• THE REQUEST: The entries below should be output exactly as written.

• DATA ENTRIES:
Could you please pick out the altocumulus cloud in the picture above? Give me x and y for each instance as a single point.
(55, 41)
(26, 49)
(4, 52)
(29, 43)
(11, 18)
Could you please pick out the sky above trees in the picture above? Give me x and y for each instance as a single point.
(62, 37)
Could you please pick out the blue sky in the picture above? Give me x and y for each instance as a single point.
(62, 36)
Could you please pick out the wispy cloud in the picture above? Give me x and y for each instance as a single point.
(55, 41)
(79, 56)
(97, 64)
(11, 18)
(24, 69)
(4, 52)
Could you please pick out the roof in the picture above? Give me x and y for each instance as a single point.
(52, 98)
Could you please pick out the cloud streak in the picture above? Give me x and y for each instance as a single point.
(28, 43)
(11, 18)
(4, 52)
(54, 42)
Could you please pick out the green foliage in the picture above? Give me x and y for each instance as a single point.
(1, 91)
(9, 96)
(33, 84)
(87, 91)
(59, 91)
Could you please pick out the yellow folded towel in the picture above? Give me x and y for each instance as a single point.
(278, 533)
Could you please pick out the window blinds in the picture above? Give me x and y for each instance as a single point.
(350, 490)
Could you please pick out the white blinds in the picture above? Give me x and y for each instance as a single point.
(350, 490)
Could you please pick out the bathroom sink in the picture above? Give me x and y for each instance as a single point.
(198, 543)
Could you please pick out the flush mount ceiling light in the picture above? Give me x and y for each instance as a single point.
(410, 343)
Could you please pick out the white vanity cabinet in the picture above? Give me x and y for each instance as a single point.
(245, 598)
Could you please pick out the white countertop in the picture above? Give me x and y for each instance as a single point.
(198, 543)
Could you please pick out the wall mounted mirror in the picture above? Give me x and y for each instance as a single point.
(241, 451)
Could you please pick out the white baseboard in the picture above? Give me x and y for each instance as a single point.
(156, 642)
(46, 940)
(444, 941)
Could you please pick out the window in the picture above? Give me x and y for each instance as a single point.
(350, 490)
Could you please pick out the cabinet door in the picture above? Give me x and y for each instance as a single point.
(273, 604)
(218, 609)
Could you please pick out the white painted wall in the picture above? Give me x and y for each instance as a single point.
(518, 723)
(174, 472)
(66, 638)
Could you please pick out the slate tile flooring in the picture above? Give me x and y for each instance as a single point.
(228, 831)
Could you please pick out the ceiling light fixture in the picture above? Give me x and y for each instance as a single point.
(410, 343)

• SOLVED EXERCISE:
Could you please pick out the altocumulus cloud in the picture above? Give me x and y for each instance as a single point.
(55, 41)
(26, 49)
(4, 52)
(29, 43)
(11, 18)
Could you please pick out the sky above trees in the picture above? Give me x and y for each instance as a single point.
(62, 37)
Could you please pick out the blue sky in the picture above? Give me x and y for each instance as a single point.
(62, 36)
Could you please pick out the wispy cloud in the picture above? Give me x and y for each instance as a single point.
(55, 41)
(79, 56)
(97, 64)
(11, 18)
(24, 69)
(4, 52)
Could you please pick out the roof in the picture above? Give me x and y for each instance as a single point.
(52, 98)
Could you please pick out the cloud streak in the picture above? Give me x and y for each instance as a single point.
(28, 43)
(11, 18)
(4, 52)
(54, 42)
Could you please pick out the green foliage in the picture above? Give me x and y for each instance as a single point.
(1, 91)
(9, 96)
(33, 84)
(87, 91)
(59, 91)
Could you please pick out the yellow folded towel in the picture above? Give me x and y for each instance as a single point.
(278, 533)
Could you please pick out the window blinds in the picture above? Give me x and y for each instance as a single point.
(350, 490)
Could you please pick out the white blinds in the picture above? Give me x and y for each instance as a single point.
(350, 490)
Could you please pick out the bathroom sink in the picture above? Give me x and y for each instance as a single point.
(198, 543)
Could you please pick out the flush mount ceiling light in the picture above? Give me x and y for each instance as a single point.
(410, 343)
Could you please pick out the white vanity cabinet in the picture above? Give me x and y for each instance as a single point.
(245, 598)
Could you please pick out the white countertop in the picture above? Give me x and y for each instance as a single point.
(198, 543)
Could you please pick out the wall mounted mirror in the picture above? Give me x and y for each instance as a single point.
(241, 451)
Could you please pick out the white baseboard in the picture above? Give me x and y for each instance as a single point.
(156, 642)
(46, 940)
(444, 941)
Could you please pick out the window in the picture above? Give me x and y for each instance as a single point.
(350, 490)
Could you please pick out the cabinet door in the picture above? Give me x and y for each instance as a single point.
(273, 604)
(218, 609)
Could you please pick out the white painted wall in the picture above? Give me x and y for each instance as a single point.
(518, 723)
(174, 472)
(66, 638)
Could you please pick out the slate tile flooring in the picture above? Give me x and y for each instance as a single point.
(228, 831)
Could you please pick out the ceiling light fixture in the picture above? Give me x and y for each instance as a single point.
(410, 343)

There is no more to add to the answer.